▶ [Input]
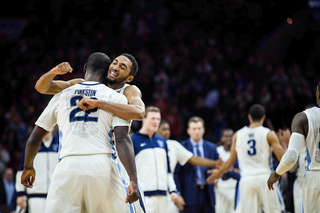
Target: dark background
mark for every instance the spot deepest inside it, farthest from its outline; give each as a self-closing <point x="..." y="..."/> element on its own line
<point x="213" y="59"/>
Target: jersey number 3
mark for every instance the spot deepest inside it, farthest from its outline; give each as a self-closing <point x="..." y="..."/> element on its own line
<point x="86" y="118"/>
<point x="252" y="149"/>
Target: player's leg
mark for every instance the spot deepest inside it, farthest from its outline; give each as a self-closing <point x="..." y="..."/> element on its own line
<point x="271" y="200"/>
<point x="36" y="204"/>
<point x="66" y="188"/>
<point x="104" y="190"/>
<point x="297" y="195"/>
<point x="248" y="200"/>
<point x="140" y="205"/>
<point x="156" y="203"/>
<point x="311" y="192"/>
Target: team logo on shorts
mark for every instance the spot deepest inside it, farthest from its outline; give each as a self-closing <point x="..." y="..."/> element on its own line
<point x="160" y="142"/>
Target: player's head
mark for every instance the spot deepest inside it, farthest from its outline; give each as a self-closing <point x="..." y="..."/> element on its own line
<point x="318" y="94"/>
<point x="164" y="129"/>
<point x="256" y="113"/>
<point x="97" y="64"/>
<point x="226" y="137"/>
<point x="122" y="69"/>
<point x="196" y="128"/>
<point x="151" y="119"/>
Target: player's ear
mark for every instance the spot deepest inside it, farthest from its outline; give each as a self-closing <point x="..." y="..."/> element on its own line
<point x="84" y="68"/>
<point x="129" y="78"/>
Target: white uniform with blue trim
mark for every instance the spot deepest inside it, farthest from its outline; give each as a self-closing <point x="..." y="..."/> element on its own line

▶ [Task statement]
Rewrite the entries above from the line containing "Target: player's head" through the final line, keeping every request line. Offset each x and y coordinate in the answers by adding 77 to it.

▶ [Exercise answer]
Target: player's head
mark for every instance the spot deepest inside it, farthest from its outline; give each as a self-closing <point x="..." y="..."/> element on its own line
<point x="395" y="171"/>
<point x="241" y="206"/>
<point x="333" y="190"/>
<point x="174" y="141"/>
<point x="303" y="214"/>
<point x="199" y="146"/>
<point x="273" y="205"/>
<point x="228" y="196"/>
Target: player's ear
mark for every instance the spot deepest inside it, farthest from its outline; give each as a self-closing <point x="..." y="..."/> element on its own line
<point x="161" y="145"/>
<point x="206" y="155"/>
Target: white uniform with blue trim
mark for every instance the spot deepest inside it, farthest from its outline; give each as a self-closing <point x="..." y="..."/> element on its own line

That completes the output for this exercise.